Records supplied —
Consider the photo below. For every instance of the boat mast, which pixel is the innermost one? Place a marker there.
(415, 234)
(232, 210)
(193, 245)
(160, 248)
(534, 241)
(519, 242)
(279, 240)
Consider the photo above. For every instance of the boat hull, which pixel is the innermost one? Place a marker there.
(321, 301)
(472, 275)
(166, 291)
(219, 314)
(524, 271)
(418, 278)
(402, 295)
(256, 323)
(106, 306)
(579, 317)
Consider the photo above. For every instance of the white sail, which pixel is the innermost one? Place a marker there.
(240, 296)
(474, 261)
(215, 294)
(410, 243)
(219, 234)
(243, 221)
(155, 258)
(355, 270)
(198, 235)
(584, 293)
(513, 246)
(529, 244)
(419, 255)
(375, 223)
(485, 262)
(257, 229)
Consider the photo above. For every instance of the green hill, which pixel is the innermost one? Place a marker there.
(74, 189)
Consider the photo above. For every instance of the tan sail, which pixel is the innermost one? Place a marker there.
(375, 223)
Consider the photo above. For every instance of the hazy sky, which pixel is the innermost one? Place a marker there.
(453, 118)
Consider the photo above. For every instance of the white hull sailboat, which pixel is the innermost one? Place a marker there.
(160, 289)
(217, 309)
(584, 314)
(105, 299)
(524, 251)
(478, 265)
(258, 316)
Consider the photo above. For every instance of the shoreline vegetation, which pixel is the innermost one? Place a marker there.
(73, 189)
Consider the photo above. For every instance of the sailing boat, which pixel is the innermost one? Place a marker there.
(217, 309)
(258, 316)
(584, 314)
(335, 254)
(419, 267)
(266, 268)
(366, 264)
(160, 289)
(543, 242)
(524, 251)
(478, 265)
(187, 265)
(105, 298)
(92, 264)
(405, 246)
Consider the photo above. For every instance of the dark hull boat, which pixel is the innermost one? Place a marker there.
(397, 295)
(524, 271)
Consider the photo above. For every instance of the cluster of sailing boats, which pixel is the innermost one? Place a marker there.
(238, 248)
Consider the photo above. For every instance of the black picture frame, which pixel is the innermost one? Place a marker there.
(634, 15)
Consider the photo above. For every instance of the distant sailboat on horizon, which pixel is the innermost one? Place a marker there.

Task description —
Copy the material above, swapping every "innermost" for "most central" and keeping everything else unchanged.

Response to the exercise —
Consider the photo below. For every instance of the boat mast, which pixel is the most central one? Place a marker there.
(415, 234)
(232, 210)
(193, 245)
(160, 248)
(534, 241)
(519, 242)
(279, 240)
Consider the photo above. For every instance of the boat hull, which pixel is the most central one? Place a marker there.
(321, 301)
(472, 275)
(166, 291)
(219, 314)
(524, 271)
(418, 278)
(402, 295)
(256, 323)
(106, 306)
(579, 317)
Consider the photo above. For every instance of the white sail, which pixel is the most central one? Place a marker there.
(240, 296)
(474, 261)
(215, 294)
(410, 243)
(219, 234)
(243, 221)
(155, 258)
(355, 270)
(198, 235)
(584, 293)
(513, 246)
(529, 244)
(419, 255)
(375, 223)
(485, 262)
(257, 229)
Consider the photo above. For every instance of the green hill, which pixel is the most central one? Place a marker there.
(74, 189)
Consider the photo above. For every instance of the tan sail, which pixel is the most central one? Place a marker there.
(375, 223)
Consider the photo above. For every instance of the hazy sky, which pixel is the most central one? Place a marker there.
(453, 118)
Consider the photo above. For every instance of the white hull sailboat, which pixel is the most central one? Place a marker there.
(160, 289)
(217, 309)
(584, 314)
(105, 299)
(524, 251)
(478, 265)
(258, 316)
Consider the photo above. For every instance of the shoreline vegetation, which pixel is the most central one? Place a marker there.
(73, 189)
Consider the photo above. For every instance of the sailing boat, which pixel is the most central one? Place a marker there.
(217, 309)
(258, 316)
(584, 314)
(335, 254)
(419, 267)
(266, 268)
(366, 264)
(160, 289)
(543, 242)
(524, 251)
(478, 265)
(187, 265)
(105, 298)
(92, 264)
(405, 246)
Consider the photo above. For every instance of the dark hull boat, which pixel is the most central one? Place a marker there.
(397, 295)
(524, 271)
Consider the photo above. For every instance of the cluster of sailing boats, which pixel is the most central one? Place a marker there.
(238, 248)
Consider the photo above. For every instance of the black picture frame, which pixel is the most central one? Place a marker there.
(634, 15)
Consider the photo above. For every instance of the distant sailboat on horizon, which pixel is the most central one? Place a marker there.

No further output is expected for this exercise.